• Task item:
Print each line exactly, beginning with the one where "for green grass." appears and ending at the last line below.

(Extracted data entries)
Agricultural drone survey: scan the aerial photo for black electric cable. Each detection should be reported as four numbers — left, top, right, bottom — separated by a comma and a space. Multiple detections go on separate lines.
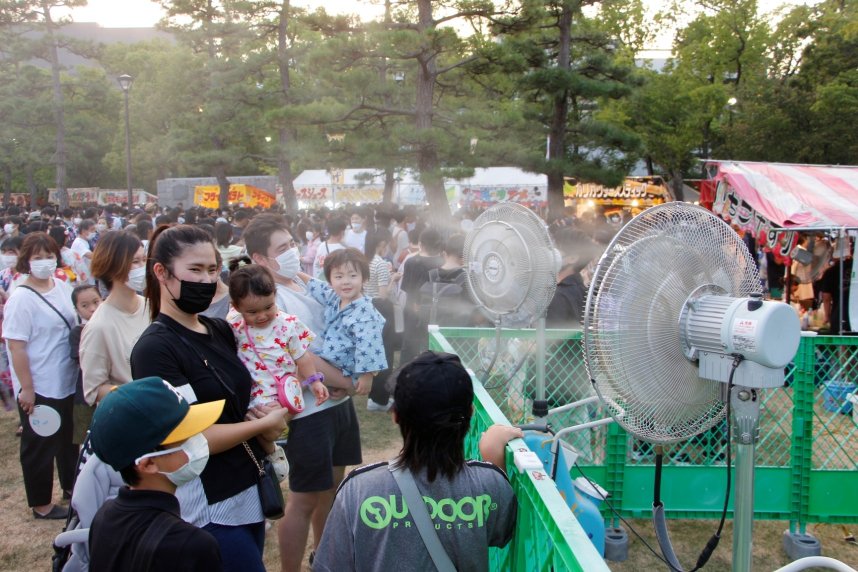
574, 356, 745, 571
651, 355, 744, 571
573, 462, 675, 568
695, 354, 743, 568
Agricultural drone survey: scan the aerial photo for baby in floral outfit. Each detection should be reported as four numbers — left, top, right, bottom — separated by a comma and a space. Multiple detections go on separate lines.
227, 263, 328, 473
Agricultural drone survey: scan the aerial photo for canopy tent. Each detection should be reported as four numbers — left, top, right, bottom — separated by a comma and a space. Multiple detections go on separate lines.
707, 160, 857, 334
707, 161, 858, 229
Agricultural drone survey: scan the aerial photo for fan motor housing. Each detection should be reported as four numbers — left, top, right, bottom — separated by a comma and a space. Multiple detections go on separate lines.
682, 293, 801, 388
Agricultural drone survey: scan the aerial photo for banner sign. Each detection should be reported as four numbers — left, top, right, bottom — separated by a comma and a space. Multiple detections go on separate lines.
295, 186, 384, 204
564, 179, 667, 204
194, 184, 275, 208
48, 188, 155, 206
712, 180, 799, 262
98, 190, 158, 206
460, 186, 546, 207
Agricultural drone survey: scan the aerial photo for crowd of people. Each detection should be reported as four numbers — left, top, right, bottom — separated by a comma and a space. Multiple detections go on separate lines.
2, 198, 851, 571
0, 201, 523, 571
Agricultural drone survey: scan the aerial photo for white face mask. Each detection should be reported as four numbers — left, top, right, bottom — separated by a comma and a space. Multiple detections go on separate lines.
30, 259, 57, 279
126, 265, 147, 292
351, 221, 363, 232
406, 222, 416, 231
95, 223, 107, 233
72, 217, 82, 226
305, 231, 314, 242
272, 247, 301, 279
3, 224, 14, 234
136, 433, 210, 487
1, 254, 17, 270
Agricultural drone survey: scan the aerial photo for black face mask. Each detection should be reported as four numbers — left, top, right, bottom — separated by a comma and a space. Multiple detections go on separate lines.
169, 279, 217, 314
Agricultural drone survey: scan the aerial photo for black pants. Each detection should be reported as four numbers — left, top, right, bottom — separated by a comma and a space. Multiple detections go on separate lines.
18, 393, 77, 507
370, 298, 396, 406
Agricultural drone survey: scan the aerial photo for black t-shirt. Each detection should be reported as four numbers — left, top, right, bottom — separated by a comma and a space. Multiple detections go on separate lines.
130, 313, 263, 504
546, 272, 586, 327
400, 254, 443, 301
89, 487, 221, 572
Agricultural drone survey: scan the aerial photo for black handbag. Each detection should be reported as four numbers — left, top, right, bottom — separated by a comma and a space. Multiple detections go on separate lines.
243, 441, 285, 519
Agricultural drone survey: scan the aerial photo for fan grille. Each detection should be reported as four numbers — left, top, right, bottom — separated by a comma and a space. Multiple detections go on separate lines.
464, 203, 558, 326
583, 203, 761, 444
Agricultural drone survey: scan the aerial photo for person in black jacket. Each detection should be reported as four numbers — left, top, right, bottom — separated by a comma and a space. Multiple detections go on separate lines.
88, 377, 225, 572
542, 229, 602, 459
546, 228, 600, 328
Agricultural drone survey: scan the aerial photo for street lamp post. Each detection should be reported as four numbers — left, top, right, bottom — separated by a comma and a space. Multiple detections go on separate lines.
118, 74, 134, 207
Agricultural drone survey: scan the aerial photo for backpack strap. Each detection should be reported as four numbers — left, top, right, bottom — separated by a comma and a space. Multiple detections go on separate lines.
132, 511, 179, 572
389, 463, 456, 572
427, 269, 442, 325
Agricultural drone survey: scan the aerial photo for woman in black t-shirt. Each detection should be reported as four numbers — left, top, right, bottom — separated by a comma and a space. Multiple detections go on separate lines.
130, 225, 289, 572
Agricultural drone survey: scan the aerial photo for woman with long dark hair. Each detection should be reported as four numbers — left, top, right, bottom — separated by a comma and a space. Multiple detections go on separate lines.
130, 225, 289, 572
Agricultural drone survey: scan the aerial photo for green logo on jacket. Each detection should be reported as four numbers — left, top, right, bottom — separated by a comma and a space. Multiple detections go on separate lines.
359, 494, 497, 530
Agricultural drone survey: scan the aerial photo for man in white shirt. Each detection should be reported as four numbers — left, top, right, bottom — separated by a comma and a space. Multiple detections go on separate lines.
312, 217, 347, 280
242, 212, 362, 572
70, 220, 96, 279
343, 209, 369, 254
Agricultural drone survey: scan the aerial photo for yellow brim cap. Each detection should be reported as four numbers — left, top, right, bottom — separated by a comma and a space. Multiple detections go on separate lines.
162, 399, 225, 445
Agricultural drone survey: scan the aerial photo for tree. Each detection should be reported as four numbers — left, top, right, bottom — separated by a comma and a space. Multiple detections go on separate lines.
0, 64, 55, 206
157, 0, 270, 209
292, 0, 512, 226
0, 0, 91, 209
486, 0, 640, 218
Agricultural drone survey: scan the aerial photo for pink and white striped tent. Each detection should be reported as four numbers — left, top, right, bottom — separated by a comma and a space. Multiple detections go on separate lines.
708, 161, 858, 229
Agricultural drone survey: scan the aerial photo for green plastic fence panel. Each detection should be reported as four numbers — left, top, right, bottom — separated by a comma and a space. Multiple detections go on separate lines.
789, 334, 816, 534
432, 326, 858, 531
429, 328, 610, 572
803, 336, 858, 528
611, 466, 792, 520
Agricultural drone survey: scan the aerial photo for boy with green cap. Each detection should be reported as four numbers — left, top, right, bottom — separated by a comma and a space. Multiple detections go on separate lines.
87, 377, 225, 571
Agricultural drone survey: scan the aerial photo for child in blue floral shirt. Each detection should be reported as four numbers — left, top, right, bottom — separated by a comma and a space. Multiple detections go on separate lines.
297, 248, 387, 395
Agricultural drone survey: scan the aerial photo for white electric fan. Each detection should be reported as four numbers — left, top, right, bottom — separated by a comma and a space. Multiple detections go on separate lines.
583, 202, 802, 572
463, 202, 559, 410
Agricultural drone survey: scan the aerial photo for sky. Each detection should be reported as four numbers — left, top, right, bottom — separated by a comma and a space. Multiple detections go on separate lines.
69, 0, 820, 29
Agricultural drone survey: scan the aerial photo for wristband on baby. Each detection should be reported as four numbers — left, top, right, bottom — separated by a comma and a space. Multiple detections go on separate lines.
302, 372, 325, 387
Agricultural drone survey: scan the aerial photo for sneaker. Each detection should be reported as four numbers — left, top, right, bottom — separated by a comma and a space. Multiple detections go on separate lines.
367, 398, 393, 413
266, 445, 289, 483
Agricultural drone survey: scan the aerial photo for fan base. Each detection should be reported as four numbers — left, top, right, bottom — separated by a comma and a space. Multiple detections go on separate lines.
782, 531, 822, 560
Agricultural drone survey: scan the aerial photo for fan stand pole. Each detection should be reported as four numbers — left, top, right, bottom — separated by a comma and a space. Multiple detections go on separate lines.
731, 386, 762, 572
535, 317, 547, 416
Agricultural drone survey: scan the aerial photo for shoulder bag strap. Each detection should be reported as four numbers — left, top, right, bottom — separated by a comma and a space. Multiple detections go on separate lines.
152, 320, 241, 415
153, 319, 261, 465
18, 285, 72, 330
389, 464, 456, 572
132, 511, 178, 572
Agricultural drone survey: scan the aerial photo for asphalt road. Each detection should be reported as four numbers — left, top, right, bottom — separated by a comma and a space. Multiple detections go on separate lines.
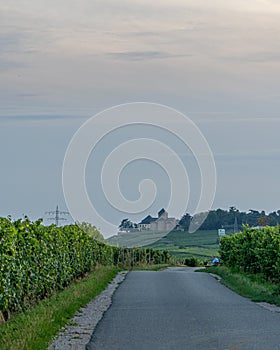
86, 268, 280, 350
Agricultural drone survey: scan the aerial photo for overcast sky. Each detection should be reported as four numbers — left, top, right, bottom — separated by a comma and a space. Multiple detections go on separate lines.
1, 0, 280, 236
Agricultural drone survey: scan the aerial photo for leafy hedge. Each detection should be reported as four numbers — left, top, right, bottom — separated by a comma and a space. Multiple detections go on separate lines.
220, 226, 280, 283
0, 217, 170, 319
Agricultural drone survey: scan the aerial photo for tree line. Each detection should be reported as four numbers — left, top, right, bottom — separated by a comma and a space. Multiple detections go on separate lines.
119, 206, 280, 232
179, 206, 280, 231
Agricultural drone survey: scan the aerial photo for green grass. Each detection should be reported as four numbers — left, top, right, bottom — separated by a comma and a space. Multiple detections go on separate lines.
161, 246, 219, 260
107, 230, 220, 261
0, 266, 120, 350
148, 230, 220, 260
107, 231, 169, 247
202, 266, 280, 306
147, 230, 219, 248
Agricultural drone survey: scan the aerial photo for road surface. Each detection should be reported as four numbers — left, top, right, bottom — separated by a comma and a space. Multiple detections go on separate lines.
86, 268, 280, 350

• Task result:
Agricultural drone survey: scan the aerial photo for green grass. Each detection should be reported as four numbers — left, top, right, bottom — separated by a comma and a space. Multiple detections go on separate lines.
161, 246, 219, 260
107, 230, 220, 261
0, 266, 120, 350
148, 230, 220, 260
107, 231, 169, 247
202, 266, 280, 306
147, 230, 219, 248
Agricultural drone survey: scan the aerial photo for road surface. Each detection should be reported as four numbers — left, top, right, bottom — separated by a comma and a space. Multiple detections go on separate lines.
86, 268, 280, 350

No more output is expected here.